[Data records]
........
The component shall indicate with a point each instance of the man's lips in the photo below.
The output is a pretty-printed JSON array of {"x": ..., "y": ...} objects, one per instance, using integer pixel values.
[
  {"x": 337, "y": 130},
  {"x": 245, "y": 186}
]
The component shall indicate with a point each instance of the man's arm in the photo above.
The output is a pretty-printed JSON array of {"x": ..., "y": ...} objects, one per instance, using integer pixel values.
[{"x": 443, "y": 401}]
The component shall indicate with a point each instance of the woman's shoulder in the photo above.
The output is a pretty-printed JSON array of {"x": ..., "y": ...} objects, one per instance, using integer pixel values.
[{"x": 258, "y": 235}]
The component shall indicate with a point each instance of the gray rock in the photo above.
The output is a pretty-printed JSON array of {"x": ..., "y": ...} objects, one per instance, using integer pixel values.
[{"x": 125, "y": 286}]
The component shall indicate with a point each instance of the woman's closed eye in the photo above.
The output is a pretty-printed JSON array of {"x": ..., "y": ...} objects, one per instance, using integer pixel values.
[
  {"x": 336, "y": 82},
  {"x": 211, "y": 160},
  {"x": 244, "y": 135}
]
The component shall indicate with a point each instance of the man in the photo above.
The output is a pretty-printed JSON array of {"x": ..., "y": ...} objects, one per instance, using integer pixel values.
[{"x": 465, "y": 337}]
........
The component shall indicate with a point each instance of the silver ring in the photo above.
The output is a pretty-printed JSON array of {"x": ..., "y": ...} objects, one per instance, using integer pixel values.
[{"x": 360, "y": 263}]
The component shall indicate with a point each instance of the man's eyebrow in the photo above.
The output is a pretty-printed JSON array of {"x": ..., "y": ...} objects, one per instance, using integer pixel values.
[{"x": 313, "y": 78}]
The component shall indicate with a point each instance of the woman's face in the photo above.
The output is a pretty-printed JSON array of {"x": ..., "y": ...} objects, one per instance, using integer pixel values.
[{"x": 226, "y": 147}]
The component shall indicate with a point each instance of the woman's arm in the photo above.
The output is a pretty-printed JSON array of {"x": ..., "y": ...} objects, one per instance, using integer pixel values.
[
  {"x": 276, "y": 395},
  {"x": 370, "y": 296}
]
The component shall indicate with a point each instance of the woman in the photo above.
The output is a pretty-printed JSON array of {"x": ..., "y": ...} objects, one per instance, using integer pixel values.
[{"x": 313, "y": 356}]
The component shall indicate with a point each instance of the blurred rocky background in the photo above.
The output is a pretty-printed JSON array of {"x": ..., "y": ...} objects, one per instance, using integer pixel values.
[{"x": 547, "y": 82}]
........
• **PROBLEM TO WORK ON**
Read the lines above. Gather those in which the string "woman" is found.

• **EXPECTED ANSWER**
The component shall indicate with a point each instance of the woman's shoulder in the photo above.
The component shall indicate with a point each instance of the woman's closed eye in the photo above.
The component shall indicate with a point each instance of the woman's face in the photo above.
The component shall indicate with a point each instance of the woman's arm in the photo above.
The component shall indicate with a point each instance of the woman in the photo above.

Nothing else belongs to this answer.